- _PROBLEM DESCRIPTION_
From the records below, print exactly the lines starting at the one containing "Consider the photo above. For every instance of the blue" and ending at the one containing "Consider the photo above. For every instance of the grassy", ends included, and nothing else.

Point-per-instance localization data:
━━━━━━━━━━
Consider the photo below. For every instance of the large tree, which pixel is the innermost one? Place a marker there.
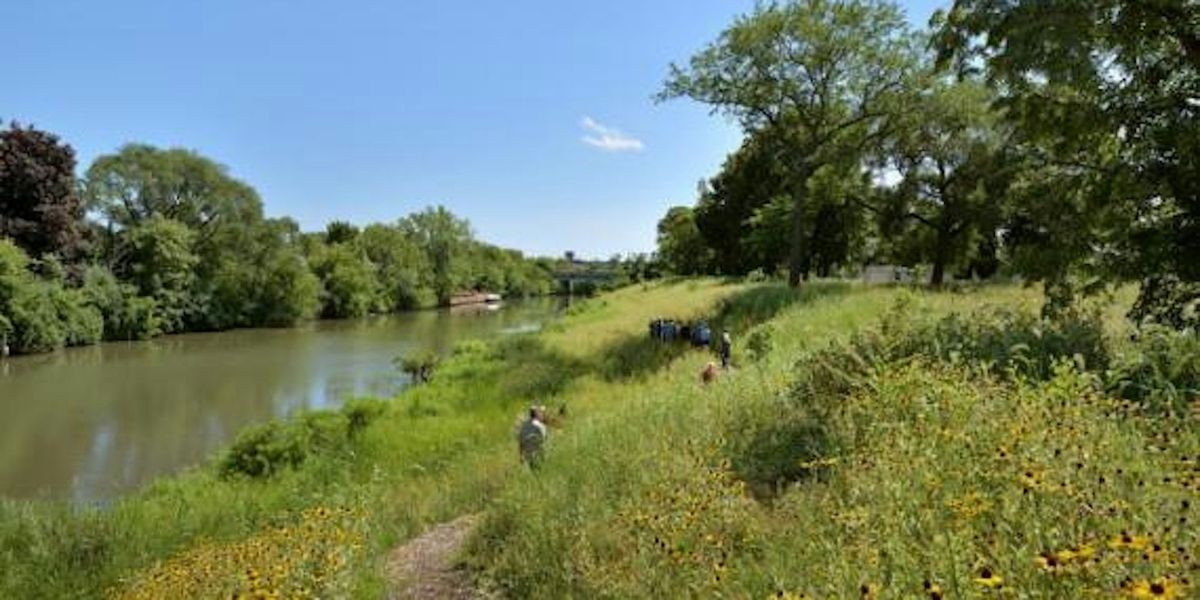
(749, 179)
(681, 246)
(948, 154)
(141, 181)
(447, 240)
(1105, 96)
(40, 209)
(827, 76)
━━━━━━━━━━
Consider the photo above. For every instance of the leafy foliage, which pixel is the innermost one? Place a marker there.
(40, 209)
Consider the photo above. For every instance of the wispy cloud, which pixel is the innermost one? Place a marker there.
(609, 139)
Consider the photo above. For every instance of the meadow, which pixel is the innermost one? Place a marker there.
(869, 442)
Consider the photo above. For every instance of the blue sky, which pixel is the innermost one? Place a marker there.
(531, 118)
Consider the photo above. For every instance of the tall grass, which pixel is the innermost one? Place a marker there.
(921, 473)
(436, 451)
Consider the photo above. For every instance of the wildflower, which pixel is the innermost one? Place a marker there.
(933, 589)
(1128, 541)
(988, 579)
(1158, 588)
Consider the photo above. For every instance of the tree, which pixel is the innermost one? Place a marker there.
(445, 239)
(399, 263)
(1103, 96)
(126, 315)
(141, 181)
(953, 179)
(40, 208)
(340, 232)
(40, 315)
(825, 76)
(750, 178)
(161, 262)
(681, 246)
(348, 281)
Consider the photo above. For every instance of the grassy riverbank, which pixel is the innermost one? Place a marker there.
━━━━━━━━━━
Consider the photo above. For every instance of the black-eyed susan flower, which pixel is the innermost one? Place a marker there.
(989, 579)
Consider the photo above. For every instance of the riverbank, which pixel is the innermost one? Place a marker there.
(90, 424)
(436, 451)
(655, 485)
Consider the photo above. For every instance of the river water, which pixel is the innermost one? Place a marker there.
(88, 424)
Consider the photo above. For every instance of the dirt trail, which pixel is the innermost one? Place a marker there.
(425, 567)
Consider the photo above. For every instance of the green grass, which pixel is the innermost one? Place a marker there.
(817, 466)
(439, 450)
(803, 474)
━━━━━━━━━━
- _ANSWER SECTION_
Consider the photo above. For every instance of the blue sky, which pixel is the innermost one? Place a marker there.
(531, 118)
Consider the photo above. For every instance of the tall grass, which pixel is the innermost one? Place a marker there.
(921, 473)
(436, 451)
Consider the photo above. For every instance of the wildflower, which pixel is the innermost one? Place a marker there.
(933, 589)
(1128, 541)
(988, 579)
(1158, 588)
Consider the photo above. For every instance of the tree, which pixel is the innermost one? Place a marker there.
(445, 239)
(399, 263)
(1103, 96)
(126, 315)
(141, 181)
(953, 179)
(40, 208)
(340, 232)
(40, 315)
(825, 76)
(750, 178)
(161, 262)
(681, 246)
(348, 281)
Consider the photo above. For every instance of the grassy riverbank, which pixel is the innermost one? Place a marker there.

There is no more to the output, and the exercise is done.